[[ SOURCE MATERIAL, beginning ]]

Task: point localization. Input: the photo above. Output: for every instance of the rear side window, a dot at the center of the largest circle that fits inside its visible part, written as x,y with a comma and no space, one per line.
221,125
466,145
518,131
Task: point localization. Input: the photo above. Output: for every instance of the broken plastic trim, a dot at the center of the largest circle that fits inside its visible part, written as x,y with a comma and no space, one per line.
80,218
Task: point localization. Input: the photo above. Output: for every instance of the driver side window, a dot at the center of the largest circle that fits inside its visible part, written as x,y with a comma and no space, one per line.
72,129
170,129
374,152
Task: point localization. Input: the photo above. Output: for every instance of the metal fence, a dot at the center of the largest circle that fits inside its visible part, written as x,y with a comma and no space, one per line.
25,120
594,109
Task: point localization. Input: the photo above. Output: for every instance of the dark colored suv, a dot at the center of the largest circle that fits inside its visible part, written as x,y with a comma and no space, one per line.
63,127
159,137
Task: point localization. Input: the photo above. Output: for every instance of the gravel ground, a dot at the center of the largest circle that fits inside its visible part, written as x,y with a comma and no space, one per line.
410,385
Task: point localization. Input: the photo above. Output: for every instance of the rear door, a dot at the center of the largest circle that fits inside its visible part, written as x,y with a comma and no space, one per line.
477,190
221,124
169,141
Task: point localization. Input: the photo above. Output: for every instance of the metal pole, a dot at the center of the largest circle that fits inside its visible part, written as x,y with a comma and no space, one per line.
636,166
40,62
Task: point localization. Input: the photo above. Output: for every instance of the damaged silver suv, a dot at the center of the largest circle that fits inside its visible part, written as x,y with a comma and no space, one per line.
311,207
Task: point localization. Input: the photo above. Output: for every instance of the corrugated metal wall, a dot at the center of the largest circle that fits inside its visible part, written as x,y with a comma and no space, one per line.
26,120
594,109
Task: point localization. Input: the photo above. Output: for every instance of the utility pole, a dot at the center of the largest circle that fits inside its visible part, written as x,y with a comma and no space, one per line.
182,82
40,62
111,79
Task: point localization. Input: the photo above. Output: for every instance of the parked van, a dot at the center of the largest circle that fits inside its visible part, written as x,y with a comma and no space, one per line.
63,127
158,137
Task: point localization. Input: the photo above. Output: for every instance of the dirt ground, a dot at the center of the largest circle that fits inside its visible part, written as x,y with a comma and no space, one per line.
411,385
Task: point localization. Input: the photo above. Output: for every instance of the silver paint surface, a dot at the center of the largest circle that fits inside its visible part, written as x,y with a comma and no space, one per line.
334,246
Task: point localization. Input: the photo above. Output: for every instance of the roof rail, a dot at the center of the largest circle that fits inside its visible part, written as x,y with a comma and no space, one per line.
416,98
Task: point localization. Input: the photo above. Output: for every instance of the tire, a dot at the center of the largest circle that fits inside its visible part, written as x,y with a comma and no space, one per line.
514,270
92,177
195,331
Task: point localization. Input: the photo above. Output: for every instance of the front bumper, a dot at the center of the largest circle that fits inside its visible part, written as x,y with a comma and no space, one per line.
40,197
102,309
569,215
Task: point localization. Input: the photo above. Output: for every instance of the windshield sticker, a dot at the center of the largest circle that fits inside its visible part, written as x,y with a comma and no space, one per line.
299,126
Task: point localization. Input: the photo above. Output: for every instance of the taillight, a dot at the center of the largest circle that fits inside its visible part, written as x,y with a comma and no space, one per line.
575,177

[[ SOURCE MATERIAL, end ]]

[REQUIRED ACTION] Each record needs to be duplicated exactly as given.

[ANSWER SPACE]
Task: point localization. Input: the photo above. Output: for every instance of the rear side window, a dot at the center of the largest circle that fits inside its visible part, written as x,y with a comma and no space, one per line.
221,125
466,145
518,131
Task: point localization. Input: the photo above. Output: for every instance of the broken plastic trim, a dot at the center of the largest circle that fits inside its visible part, written as x,y with a comma and no space, one per line.
80,218
Task: point localization. Input: the photo above. Output: for every instance of the driver side window, a dot at the center of the largest circle that fits inside its visible part, written as x,y with a comma and no space, one per line.
72,129
170,129
374,152
Task: point localization. Input: the photo above. Output: for every instance of the metal fence, a dot at the center of the largest circle that fits inside its visible part, written as x,y with a comma and no space, one per line.
25,120
594,109
Task: point localization. Input: the photo above. Output: for every instance of the dark colored suv, a dot at the center of the largest circle that fits inside its visible part, written as x,y with a comma and no space, one per line.
63,127
159,137
Task: point localization. Input: the photo above. Output: for every instance of the gravel ground, a dot at the center of the largest circle that fits inside its visible part, written as x,y with a comma and no space, one per line.
410,385
Task: point localization. Input: the photo above. Output: for every instance of the rear door, a dot at the center of the largest circle that fits inside its visible part, written as x,y with a comma and no space, one per line.
477,190
221,124
169,141
Task: point localization. Input: the photo above. Output: for every instance of the metal pole, a dot at the center of the largest circle that fits inside its visible part, written as x,y with a comma and no space, one per line.
636,166
40,62
Task: point localization. Input: the photo above. Output: for every instance of the damaged silver suv, a dot at the center of the largest circle that fits inside its visible part, written as x,y with a comma and no space, one per line.
311,207
Task: point localization. Input: the photo above. Output: for every instance of the corrugated metal wall, a dot at the center of the largest circle that fits inside its visible part, written as x,y with a comma and no space, one per line.
26,120
594,109
Task: point localization. Input: the photo above. Output: for every instance of the utility pole, a dot at the center of the largest circle that fits inside its visible part, written as x,y with a comma and no space, one per line.
182,82
40,62
111,79
Task: point localization. Input: the photo above. Output: for every instance of the parked van, a dot at the center of the largest circle that fits inside its visible part, written as x,y with a comma and no space, one per line.
63,127
158,137
Task: point localization. Input: the photo above. Output: for every instance of the dirt ground, a dot at the center of the largest circle that fits inside its visible part, written as x,y with a comma and no space, one per line.
411,385
Task: point localization. Input: the photo above. Output: for every instance of the silver paint surface, a dot at the center of the largest circle that fits inside its visible part, written as x,y with a comma and no space, one per line.
334,246
Task: point localization. Input: the photo above. Output: for every instance of the roof rail, a dot at the center of the largest circle that fits inside its visible part, written as x,y with a comma and no space, one per line.
416,98
Task: point localization. Input: the photo above. Output: for every instance of the tire, a dot at the center of the largest circle that fits inside its visible part, written as x,y with a comma and no space, one per line.
514,270
92,177
195,331
Task: point localization. Input: the photo above. Output: for every instance of the front bumper, a dot at the center of the largest circle that fits inside its visible part, written as x,y with a comma and no space, one per line.
40,197
102,309
569,215
Task: point localization. Input: the photo above. Output: for every instance of the windshield sticker, a dot at the center of the largest circle that fits inside its visible part, written as x,y with a comma and no space, one per line.
299,126
Task: point localization. Input: the photo above. Output: for every instance of the taillight, a dot at the center of the largest circle that fits inside its visible part, written as x,y with a comma and no space, one per line.
575,177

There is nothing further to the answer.